• _Given request a_
In the passage about the King James Version and the Book of Mormon, condense the paragraph beginning "Makes Translating Easier" into two or three sentences that keep its main facts.

• _Reading passage_
Makes Translating Easier – I once sat down to translate a 15th century German book into English. Despite my fluency in German, I found this extremely challenging, and I was relieved when I realized parts of the book were quoting a book that had already been translated into English. With great relief, I grabbed that book and used it as a close reference for those parts.
Is this what Joseph Smith did with the KJV parts in the Book of Mormon? Probably. But it is very telling that he includes more archaic English than we find in the KJV bible. Maybe the spirit of John Wycliffe had a role in it, who knows? In any case, anyone who is bilingual will tell you there is no reason why Joseph Smith should mire through difficult bible quotes when he could just grab a bible off the shelf for help.
KJV Is Not An “Edition” – This question suggests a multitude of falsehoods. One interesting lie is that the KJV is an “edition” of the bible, rather than a “version.” KJV stands for King James Version not King James Edition. This is a significant difference because edition means “one of a series of printings or of the same book… each issued at a different time and differing from another by alternations, additions.” This does not describe the KJV bible. There were no alterations or additions, just different translations from the same sources as other versions. By calling it an “edition”, CES Letter falsely implies that the content that appears in the Book of Mormon is different or unique from earlier bibles, and that the KJV is appropriate for 1769 and not today, which is false.
CES Letter Logical Fallacies
Falsehood | The King James Version is a version, not edition, of the bible. |
Burden Of Proof | CES Letter provides zero examples or evidence to back up their false claim that KJV translation errors appear in the Book of Mormon. |
Argument From Ignorance | Early texts of the bible are in existence, and we have the Dead Sea Scrolls, but we do not have the original documents that the bible came from, so we can’t know for sure what is an “error” and what isn’t. |
Anachronism | In Joseph Smith’s time, the KJV was the only bible in English available to most people, so obviously there is no other “edition” to compare his translations to. |
Subjectivist Fallacy | The existence of modern translations lead some people to believe that things could have been better translated, but that is just a subjective opinion, not an “error.” |
Argument From Repetition | CES Letter repeats this same argument on p. 81 |
Guilt by Association | This arguments incorrectly claims that the KJV “edition” of the bible has translation “errors,” and the Book of Mormon is in error for copying them. |
Current Year – Socialists are obsessed with he “current year.” Their recycled ideas and philosophies that have been tried under Marxism, Paganism, and ancient philosophies going back before that, these same old ideas are repeatedly repackaged in a flashy new frame to replace our “outdated” gospel. “It’s 2018, why is this still a thing??”

• _Provided material_

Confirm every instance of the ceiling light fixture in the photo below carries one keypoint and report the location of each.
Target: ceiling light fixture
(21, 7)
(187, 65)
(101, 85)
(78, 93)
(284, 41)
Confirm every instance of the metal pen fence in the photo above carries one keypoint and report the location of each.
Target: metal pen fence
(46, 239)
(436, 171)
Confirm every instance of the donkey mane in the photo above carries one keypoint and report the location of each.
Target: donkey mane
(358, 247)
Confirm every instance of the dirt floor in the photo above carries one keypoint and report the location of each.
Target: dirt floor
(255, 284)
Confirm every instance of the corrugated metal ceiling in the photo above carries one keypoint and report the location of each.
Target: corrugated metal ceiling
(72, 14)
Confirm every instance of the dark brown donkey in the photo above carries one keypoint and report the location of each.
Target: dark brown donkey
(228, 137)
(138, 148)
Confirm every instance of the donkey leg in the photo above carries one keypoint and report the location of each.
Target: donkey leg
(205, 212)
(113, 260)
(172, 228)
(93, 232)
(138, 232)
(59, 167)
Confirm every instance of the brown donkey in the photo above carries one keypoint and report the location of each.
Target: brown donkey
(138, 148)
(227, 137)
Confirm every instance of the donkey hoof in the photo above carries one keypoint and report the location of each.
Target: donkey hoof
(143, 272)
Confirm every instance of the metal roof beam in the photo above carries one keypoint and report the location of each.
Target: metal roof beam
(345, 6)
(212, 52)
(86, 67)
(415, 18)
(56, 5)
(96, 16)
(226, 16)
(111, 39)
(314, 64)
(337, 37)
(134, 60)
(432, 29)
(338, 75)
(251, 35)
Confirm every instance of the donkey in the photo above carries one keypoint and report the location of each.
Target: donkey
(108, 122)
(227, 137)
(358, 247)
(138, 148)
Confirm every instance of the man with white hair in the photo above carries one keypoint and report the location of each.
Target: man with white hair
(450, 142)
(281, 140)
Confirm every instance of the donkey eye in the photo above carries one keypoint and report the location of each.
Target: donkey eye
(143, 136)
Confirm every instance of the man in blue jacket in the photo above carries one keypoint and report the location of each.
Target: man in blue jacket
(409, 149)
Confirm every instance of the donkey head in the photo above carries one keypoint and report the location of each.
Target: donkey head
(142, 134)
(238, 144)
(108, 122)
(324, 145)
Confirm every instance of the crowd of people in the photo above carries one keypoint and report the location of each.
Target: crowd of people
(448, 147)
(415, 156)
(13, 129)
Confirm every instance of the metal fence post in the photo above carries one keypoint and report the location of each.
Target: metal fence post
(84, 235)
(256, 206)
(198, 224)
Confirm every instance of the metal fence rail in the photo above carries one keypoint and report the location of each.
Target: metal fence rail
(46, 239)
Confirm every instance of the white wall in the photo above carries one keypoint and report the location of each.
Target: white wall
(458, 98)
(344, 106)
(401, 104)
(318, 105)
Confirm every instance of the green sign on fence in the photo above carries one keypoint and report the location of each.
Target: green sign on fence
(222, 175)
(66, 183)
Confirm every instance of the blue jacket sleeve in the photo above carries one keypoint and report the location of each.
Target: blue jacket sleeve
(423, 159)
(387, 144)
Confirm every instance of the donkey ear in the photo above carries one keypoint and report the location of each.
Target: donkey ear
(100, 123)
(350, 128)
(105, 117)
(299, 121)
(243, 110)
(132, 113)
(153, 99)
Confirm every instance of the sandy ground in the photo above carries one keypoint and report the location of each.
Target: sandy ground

• _Given request b_
Output the listing from the line containing "Confirm every instance of the white" through its last line, with both of those lines included, and copy every line without changes.

• _Result a_
Even though I am fluent in German, I found translating a 15th-century German book into English very hard. When I realized that parts of it quoted a book already translated into English, I used that translation as a close reference for those parts.

• _Result b_
Confirm every instance of the white wall in the photo above carries one keypoint and report the location of each.
Target: white wall
(458, 98)
(344, 106)
(401, 104)
(318, 105)
Confirm every instance of the green sign on fence in the photo above carries one keypoint and report the location of each.
Target: green sign on fence
(222, 175)
(66, 183)
Confirm every instance of the blue jacket sleeve in the photo above carries one keypoint and report the location of each.
Target: blue jacket sleeve
(423, 159)
(387, 144)
Confirm every instance of the donkey ear in the photo above carries one keypoint and report the location of each.
Target: donkey ear
(100, 123)
(350, 128)
(105, 117)
(299, 121)
(243, 110)
(132, 113)
(153, 99)
Confirm every instance of the sandy ground in the photo above carries one keypoint and report the location of each.
Target: sandy ground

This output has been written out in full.